━━━ Record excerpts

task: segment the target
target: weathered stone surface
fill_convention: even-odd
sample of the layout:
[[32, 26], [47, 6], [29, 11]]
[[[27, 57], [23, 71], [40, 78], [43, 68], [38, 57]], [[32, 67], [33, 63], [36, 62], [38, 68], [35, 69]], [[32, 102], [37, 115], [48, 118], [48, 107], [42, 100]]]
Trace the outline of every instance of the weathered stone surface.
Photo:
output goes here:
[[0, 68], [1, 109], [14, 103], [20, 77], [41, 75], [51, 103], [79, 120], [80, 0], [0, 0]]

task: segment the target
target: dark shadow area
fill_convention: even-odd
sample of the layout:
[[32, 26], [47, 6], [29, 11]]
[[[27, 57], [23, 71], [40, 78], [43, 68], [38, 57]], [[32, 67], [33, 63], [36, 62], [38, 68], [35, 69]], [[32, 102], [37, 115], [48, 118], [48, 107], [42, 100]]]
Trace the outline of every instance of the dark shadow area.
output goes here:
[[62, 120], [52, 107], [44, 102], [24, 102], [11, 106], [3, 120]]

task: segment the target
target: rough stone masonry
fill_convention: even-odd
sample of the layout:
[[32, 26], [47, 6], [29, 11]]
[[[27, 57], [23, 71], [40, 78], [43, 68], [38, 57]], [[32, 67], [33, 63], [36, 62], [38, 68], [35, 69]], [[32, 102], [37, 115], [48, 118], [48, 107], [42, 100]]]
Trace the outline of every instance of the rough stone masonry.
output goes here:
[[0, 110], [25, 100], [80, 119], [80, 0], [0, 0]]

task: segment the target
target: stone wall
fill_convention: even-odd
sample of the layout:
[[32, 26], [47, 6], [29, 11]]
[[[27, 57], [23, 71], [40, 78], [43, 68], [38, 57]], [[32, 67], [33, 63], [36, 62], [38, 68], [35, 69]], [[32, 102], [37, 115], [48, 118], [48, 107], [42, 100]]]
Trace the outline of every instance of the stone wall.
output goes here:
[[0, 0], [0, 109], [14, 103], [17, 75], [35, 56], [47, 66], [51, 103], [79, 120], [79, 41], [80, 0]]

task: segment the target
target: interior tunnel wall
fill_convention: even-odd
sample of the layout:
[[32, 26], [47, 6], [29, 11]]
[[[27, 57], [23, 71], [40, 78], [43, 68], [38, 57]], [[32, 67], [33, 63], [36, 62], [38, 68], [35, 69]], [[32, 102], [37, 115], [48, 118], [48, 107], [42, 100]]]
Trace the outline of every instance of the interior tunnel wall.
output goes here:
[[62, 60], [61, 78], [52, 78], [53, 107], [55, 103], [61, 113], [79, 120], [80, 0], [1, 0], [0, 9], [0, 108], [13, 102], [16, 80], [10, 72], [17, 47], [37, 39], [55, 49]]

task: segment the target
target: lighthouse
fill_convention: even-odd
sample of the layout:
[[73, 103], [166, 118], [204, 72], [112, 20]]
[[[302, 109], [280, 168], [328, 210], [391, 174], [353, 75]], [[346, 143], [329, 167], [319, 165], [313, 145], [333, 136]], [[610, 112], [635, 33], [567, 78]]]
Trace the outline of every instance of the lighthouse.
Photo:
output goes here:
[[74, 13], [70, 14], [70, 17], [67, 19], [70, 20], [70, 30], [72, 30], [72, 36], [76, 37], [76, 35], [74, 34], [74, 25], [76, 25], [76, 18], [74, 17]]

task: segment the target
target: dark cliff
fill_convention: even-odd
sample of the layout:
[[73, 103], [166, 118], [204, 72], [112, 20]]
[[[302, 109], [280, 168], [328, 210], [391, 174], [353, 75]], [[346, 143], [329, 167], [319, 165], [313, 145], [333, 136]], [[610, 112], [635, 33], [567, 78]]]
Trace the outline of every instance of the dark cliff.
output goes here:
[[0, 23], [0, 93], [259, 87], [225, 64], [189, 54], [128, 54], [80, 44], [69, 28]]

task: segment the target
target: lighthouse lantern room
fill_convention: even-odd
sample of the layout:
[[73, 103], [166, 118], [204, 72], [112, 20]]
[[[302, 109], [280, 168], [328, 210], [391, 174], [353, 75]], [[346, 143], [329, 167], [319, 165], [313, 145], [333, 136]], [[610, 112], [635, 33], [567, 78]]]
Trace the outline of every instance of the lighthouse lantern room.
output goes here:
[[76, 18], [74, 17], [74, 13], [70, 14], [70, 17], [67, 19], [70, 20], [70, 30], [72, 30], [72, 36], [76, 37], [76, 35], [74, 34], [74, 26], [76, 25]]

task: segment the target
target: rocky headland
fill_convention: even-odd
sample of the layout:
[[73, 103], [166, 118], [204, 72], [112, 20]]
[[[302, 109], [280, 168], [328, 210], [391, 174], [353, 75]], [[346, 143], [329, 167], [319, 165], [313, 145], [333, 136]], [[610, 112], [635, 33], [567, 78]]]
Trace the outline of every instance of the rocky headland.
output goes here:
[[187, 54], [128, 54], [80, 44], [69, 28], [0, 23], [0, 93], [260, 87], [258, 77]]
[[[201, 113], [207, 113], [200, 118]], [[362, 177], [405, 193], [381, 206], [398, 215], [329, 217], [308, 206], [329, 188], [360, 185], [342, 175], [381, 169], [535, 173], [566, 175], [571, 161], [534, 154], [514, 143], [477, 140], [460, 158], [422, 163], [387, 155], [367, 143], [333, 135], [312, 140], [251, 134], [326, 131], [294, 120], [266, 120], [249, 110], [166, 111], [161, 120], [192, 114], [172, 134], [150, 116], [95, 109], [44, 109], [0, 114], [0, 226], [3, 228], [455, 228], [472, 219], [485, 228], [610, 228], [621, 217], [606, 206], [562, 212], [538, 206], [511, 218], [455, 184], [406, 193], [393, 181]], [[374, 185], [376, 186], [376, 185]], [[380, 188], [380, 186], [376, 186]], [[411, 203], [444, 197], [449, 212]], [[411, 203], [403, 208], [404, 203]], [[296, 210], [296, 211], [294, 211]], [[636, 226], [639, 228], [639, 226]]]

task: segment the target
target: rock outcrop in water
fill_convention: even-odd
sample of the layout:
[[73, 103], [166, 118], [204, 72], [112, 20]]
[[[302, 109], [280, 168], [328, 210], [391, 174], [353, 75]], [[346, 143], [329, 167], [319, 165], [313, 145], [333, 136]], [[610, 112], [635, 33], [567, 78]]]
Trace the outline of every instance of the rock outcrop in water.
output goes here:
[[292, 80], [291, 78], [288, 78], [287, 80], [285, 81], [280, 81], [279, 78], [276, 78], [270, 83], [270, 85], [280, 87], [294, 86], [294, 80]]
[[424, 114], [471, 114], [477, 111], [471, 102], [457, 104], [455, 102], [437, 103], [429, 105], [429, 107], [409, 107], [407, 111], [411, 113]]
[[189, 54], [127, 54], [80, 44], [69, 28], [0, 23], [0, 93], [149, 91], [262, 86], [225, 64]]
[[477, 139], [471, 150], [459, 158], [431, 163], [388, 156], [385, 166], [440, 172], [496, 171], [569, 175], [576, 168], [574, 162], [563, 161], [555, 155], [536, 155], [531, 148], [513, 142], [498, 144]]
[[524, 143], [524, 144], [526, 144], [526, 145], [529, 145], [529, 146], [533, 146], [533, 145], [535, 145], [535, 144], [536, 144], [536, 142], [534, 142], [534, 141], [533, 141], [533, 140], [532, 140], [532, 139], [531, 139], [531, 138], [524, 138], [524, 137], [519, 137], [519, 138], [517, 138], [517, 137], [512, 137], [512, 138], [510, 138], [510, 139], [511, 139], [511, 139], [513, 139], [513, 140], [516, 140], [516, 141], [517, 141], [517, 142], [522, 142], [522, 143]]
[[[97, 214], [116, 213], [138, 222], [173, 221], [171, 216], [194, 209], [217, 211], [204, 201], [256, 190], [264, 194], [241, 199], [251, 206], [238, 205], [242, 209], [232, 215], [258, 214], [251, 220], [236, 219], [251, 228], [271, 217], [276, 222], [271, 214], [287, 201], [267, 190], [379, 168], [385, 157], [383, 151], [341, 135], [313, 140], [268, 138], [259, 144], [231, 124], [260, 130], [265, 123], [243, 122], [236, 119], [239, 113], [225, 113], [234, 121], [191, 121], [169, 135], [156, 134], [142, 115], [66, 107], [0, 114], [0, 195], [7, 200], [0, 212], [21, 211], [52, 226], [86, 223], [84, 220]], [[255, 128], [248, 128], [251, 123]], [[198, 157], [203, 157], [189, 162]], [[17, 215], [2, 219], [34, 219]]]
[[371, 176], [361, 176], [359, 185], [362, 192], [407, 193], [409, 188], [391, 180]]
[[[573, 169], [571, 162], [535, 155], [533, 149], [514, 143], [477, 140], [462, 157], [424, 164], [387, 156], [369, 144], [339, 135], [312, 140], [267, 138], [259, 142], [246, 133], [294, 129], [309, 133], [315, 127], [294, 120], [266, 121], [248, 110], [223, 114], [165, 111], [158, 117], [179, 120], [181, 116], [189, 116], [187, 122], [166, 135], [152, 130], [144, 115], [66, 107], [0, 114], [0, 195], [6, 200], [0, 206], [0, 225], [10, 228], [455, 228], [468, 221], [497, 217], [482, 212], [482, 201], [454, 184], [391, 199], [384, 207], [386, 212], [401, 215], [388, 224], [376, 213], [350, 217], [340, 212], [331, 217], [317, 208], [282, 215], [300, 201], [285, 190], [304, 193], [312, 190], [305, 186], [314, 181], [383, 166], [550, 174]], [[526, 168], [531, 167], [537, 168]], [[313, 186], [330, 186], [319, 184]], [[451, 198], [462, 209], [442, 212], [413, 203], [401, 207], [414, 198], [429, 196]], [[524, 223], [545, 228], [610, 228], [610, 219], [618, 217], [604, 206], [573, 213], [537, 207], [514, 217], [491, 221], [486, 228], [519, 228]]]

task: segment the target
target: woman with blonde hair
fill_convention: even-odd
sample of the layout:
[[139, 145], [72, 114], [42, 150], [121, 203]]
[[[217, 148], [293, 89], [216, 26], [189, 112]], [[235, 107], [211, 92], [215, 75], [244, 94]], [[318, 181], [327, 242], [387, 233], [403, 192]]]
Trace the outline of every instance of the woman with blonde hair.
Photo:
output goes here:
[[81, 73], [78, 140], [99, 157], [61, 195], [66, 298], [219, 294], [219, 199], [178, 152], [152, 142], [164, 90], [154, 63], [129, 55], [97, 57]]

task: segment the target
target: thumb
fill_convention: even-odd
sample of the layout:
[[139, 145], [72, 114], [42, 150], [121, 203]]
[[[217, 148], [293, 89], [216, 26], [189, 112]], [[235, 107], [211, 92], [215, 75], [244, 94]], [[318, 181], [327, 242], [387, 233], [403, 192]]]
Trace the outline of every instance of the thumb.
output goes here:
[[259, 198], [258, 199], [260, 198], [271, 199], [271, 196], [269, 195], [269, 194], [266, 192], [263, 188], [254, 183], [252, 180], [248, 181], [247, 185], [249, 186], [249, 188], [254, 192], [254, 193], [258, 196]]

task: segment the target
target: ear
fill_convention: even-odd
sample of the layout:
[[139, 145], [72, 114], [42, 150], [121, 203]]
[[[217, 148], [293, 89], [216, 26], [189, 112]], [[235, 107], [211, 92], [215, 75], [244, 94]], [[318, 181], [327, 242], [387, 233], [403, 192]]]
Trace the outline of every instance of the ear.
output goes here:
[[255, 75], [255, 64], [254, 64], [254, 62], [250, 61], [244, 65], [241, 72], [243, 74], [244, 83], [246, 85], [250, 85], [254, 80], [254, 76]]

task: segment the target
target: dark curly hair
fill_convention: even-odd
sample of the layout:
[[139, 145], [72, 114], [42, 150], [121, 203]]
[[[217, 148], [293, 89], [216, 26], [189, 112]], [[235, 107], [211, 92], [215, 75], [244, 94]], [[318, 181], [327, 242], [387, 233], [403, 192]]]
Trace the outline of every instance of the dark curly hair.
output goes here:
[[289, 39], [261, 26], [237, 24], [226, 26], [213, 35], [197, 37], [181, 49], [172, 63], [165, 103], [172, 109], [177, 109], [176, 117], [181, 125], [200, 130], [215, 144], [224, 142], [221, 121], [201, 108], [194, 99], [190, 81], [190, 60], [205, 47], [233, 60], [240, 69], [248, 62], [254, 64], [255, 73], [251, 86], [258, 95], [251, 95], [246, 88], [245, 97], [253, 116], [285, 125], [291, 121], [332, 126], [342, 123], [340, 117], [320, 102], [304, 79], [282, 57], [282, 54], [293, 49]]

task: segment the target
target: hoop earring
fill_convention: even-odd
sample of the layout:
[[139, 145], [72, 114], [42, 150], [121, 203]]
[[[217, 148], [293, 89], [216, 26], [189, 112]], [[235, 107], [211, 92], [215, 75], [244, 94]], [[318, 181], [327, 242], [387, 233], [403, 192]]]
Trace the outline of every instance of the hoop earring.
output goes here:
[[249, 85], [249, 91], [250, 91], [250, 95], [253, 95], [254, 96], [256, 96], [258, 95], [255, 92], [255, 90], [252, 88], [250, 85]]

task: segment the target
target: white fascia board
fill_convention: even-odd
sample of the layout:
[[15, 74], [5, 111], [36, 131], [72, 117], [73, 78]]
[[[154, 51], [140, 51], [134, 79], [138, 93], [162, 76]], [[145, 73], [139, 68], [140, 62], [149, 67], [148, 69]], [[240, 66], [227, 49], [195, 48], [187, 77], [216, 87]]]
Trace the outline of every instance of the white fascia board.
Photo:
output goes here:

━━━━━━

Given task ▸ Report how many lines in the items above contain the string "outcrop", matching case exactly. Give only the number.

Exercise solution ▸ 2